## Data lines
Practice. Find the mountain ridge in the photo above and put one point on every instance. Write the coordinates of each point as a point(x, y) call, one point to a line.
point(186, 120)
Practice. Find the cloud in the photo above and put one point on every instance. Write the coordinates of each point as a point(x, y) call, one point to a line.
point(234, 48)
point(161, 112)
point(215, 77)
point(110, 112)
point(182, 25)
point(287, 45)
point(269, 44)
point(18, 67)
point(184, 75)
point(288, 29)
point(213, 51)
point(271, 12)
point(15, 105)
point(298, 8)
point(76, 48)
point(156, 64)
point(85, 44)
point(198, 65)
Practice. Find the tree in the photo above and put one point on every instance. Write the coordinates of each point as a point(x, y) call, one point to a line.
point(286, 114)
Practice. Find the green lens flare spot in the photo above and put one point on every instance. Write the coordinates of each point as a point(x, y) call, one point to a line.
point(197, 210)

## Exercise aim
Copy all of the rows above word for word, keeping their order and every character unchanged.

## Full solution
Practice. Find the mountain ridge in the photo above and put one point on every instance. Write the coordinates of each point as a point(x, y) call, one point to a line.
point(186, 120)
Practice. Find the cloud in the photo above and put one point on every instance. Write the coordinates of each point as a point(x, y) call, one point to a line.
point(234, 48)
point(161, 112)
point(215, 77)
point(110, 112)
point(182, 25)
point(287, 45)
point(269, 44)
point(18, 67)
point(184, 75)
point(288, 29)
point(213, 51)
point(271, 12)
point(15, 105)
point(298, 8)
point(76, 48)
point(156, 64)
point(85, 44)
point(198, 65)
Practice. Find the tree in the photo above and put one point on every instance. Write the coordinates of each point as a point(x, y) call, one point to a line.
point(286, 114)
Practice. Find the green lens flare spot in the photo above and put one point on every instance. Write the coordinates of each point as a point(x, y) call, one point to a line.
point(197, 210)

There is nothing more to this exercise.